● **Task statement**:
Count the lines of the records below that contain the string "each", treating uppercase and lowercase letters as different. Reply with the number only.

>> Start Data section

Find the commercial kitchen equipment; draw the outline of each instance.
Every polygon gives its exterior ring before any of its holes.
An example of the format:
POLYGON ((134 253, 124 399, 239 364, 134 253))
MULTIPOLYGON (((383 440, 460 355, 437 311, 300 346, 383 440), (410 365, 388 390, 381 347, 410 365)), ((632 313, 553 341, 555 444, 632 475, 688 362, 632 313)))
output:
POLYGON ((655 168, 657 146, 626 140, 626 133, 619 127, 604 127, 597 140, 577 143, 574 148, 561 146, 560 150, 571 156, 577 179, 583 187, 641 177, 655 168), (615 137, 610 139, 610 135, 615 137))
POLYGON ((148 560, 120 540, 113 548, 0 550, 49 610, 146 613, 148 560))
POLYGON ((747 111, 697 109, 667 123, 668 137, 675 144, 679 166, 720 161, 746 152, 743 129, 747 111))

>> End Data section

● **Exercise output**:
1